**Texte cité**

★ ★ ★ ★ ★ ★ ★

Sur ce point, il faudrait avoir une boule de cristal afin de pouvoir vous répondre. La vraie question à se poser est plutôt la suivante : quelle va être l’impulsion politique en faveur de la décentralisation du système énergétique dans les cinq prochaines années ?
Il y a quelques années, Jérémy Rifkin, pour la région Nord-Pas-de-Calais, parlait d’expérimenter des solutions locales de production et de consommation. Cela ne s’est pas fait encore.
Je pense qu’il manque avant tout un signal fort de l’Etat qui dirait « vous avez le droit de faire ».
Pas sûr qu’un tel signal intervienne dans les prochains mois.
Qui seront les acteurs du système énergétique décentralisé ?
Sans doute les mêmes qu’aujourd’hui, mais à un échelon local : producteurs, consommateurs, financeurs, collectivités locales, industriels & fournisseurs de services.

★ ★ ★ ★ ★ ★ ★

**Données extraites**
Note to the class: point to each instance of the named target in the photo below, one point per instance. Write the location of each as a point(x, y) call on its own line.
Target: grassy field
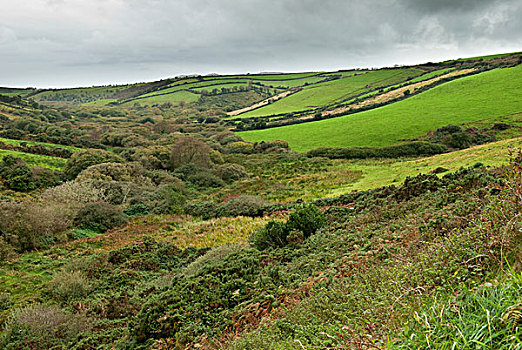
point(173, 97)
point(53, 163)
point(334, 91)
point(377, 173)
point(486, 95)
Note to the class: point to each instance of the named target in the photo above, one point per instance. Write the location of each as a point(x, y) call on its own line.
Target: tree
point(187, 150)
point(84, 159)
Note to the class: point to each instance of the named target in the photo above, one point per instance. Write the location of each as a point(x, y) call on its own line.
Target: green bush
point(212, 256)
point(301, 224)
point(459, 140)
point(66, 286)
point(273, 235)
point(80, 161)
point(243, 205)
point(16, 174)
point(42, 327)
point(402, 150)
point(99, 216)
point(137, 210)
point(204, 210)
point(205, 179)
point(231, 172)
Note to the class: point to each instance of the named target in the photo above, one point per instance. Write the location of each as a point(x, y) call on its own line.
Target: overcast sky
point(64, 43)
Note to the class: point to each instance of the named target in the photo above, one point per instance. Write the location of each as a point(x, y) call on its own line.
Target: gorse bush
point(488, 318)
point(42, 327)
point(99, 216)
point(231, 172)
point(243, 205)
point(402, 150)
point(301, 224)
point(307, 219)
point(80, 161)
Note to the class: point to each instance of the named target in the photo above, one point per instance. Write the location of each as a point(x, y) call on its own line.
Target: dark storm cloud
point(76, 42)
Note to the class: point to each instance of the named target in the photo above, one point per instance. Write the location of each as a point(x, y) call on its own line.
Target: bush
point(459, 140)
point(244, 205)
point(137, 210)
point(16, 174)
point(232, 172)
point(205, 179)
point(44, 177)
point(99, 216)
point(205, 210)
point(75, 194)
point(301, 224)
point(66, 286)
point(240, 147)
point(80, 161)
point(42, 327)
point(403, 150)
point(190, 150)
point(212, 256)
point(169, 199)
point(28, 226)
point(273, 235)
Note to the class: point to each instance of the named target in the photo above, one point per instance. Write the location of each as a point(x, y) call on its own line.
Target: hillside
point(145, 216)
point(486, 95)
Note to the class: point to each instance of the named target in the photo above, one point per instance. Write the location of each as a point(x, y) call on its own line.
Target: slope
point(485, 95)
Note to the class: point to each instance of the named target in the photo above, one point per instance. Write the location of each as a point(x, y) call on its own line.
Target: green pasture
point(385, 172)
point(174, 97)
point(53, 163)
point(334, 91)
point(486, 95)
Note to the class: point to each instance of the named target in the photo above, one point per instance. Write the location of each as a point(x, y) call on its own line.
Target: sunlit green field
point(334, 91)
point(486, 95)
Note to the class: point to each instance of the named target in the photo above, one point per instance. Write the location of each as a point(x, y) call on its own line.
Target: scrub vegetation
point(137, 217)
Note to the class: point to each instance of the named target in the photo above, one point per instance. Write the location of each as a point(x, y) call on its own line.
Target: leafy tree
point(189, 150)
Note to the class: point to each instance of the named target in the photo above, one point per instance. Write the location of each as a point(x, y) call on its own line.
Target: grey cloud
point(76, 42)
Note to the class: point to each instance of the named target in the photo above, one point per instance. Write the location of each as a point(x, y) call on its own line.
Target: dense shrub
point(42, 327)
point(243, 205)
point(16, 174)
point(137, 210)
point(458, 140)
point(44, 177)
point(168, 199)
point(231, 172)
point(82, 160)
point(301, 224)
point(212, 256)
point(66, 286)
point(307, 219)
point(133, 172)
point(240, 147)
point(99, 216)
point(403, 150)
point(188, 150)
point(205, 179)
point(75, 194)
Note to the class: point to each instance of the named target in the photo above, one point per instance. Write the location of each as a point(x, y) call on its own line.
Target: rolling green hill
point(482, 96)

★ ★ ★ ★ ★ ★ ★

Recopiez intégralement le texte sur la décentralisation du système énergétique, sans y changer un mot. Ce matériel est indépendant du texte cité.

**Résultat obtenu**
Sur ce point, il faudrait avoir une boule de cristal afin de pouvoir vous répondre. La vraie question à se poser est plutôt la suivante : quelle va être l’impulsion politique en faveur de la décentralisation du système énergétique dans les cinq prochaines années ?
Il y a quelques années, Jérémy Rifkin, pour la région Nord-Pas-de-Calais, parlait d’expérimenter des solutions locales de production et de consommation. Cela ne s’est pas fait encore.
Je pense qu’il manque avant tout un signal fort de l’Etat qui dirait « vous avez le droit de faire ».
Pas sûr qu’un tel signal intervienne dans les prochains mois.
Qui seront les acteurs du système énergétique décentralisé ?
Sans doute les mêmes qu’aujourd’hui, mais à un échelon local : producteurs, consommateurs, financeurs, collectivités locales, industriels & fournisseurs de services.